(Dataset records)
============

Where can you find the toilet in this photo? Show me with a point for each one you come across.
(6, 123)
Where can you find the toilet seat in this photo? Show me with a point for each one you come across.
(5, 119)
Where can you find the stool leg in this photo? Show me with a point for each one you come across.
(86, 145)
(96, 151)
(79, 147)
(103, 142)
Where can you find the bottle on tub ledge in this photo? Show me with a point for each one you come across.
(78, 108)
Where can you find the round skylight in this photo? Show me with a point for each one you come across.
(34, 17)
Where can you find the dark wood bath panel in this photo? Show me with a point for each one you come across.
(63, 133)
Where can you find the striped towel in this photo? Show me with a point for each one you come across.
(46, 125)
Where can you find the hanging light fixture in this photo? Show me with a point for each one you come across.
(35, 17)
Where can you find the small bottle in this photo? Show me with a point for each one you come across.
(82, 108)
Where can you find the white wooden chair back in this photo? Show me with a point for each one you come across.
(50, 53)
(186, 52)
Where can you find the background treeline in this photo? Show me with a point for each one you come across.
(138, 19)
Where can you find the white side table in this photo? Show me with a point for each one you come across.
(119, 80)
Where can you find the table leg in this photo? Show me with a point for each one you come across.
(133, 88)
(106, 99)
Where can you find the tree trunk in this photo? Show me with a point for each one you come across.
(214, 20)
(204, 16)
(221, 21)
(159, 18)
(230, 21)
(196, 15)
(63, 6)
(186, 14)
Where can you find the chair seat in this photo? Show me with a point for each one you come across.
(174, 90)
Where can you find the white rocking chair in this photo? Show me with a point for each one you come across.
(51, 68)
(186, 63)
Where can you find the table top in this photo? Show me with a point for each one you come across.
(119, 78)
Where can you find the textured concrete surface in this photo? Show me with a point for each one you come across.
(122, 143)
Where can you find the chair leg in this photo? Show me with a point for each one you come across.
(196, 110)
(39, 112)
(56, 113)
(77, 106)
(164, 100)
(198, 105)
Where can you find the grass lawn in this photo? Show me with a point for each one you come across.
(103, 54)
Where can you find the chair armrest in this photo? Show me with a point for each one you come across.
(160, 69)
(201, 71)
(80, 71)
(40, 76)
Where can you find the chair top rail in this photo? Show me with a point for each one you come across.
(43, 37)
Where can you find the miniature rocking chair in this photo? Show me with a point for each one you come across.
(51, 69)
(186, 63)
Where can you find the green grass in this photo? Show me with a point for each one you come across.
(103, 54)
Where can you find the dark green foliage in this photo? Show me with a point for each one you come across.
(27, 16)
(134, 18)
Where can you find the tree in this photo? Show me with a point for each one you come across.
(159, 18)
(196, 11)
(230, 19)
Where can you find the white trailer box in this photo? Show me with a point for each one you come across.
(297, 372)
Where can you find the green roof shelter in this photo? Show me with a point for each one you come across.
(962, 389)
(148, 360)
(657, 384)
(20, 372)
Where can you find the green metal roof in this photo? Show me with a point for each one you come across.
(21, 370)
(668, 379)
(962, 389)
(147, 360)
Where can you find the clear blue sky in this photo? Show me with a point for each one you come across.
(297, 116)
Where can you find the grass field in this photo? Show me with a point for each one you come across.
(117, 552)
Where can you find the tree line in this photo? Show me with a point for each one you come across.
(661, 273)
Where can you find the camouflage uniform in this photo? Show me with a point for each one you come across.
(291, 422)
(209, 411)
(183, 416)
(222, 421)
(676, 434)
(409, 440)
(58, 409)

============

**TASK TO COMPLETE**
Repeat only the stretch of lines that opens with the line containing "Where can you find the chair armrest" and closes with the final line of the entries, both included, exactly as written.

**RESULT BELOW**
Where can you find the chair armrest in this photo? Show me with a point for each one you come across.
(160, 69)
(201, 71)
(80, 71)
(40, 76)
Where can you find the chair top rail in this photo? Show me with a point for each one you come across.
(43, 37)
Where can you find the miniature rocking chair in this photo? Show me with a point for each one you come across.
(51, 69)
(186, 63)
Where can you find the green grass in this photo? Show me with a point for each one you come across.
(103, 54)
Where can you find the dark green foliage in this photo? Show me with a point for each one you come across.
(27, 16)
(134, 18)
Where can you find the tree in this photo? Show me with a point for each one you come across.
(159, 18)
(196, 11)
(230, 19)
Where can you find the white trailer box in this photo? Show me with a point for each one you come across.
(297, 372)
Where can you find the green roof shelter in this photo? Show me with a point for each one you come across.
(962, 389)
(148, 360)
(657, 384)
(20, 372)
Where can you find the green metal roof in this photo? Show me with a point for each one you come across.
(21, 370)
(668, 379)
(962, 389)
(147, 360)
Where can you find the clear blue sky in this photo? Show me with a point for each one you come across.
(297, 116)
Where can you find the grass field in this photo? Show me with a point for each one you come across.
(117, 552)
Where can you find the tree line in this photo? Show me with a point for each one you come across.
(661, 273)
Where can you find the camouflage uniform in this photo? Show me with a point for each one you come across.
(291, 422)
(209, 411)
(183, 416)
(222, 421)
(676, 434)
(409, 440)
(58, 409)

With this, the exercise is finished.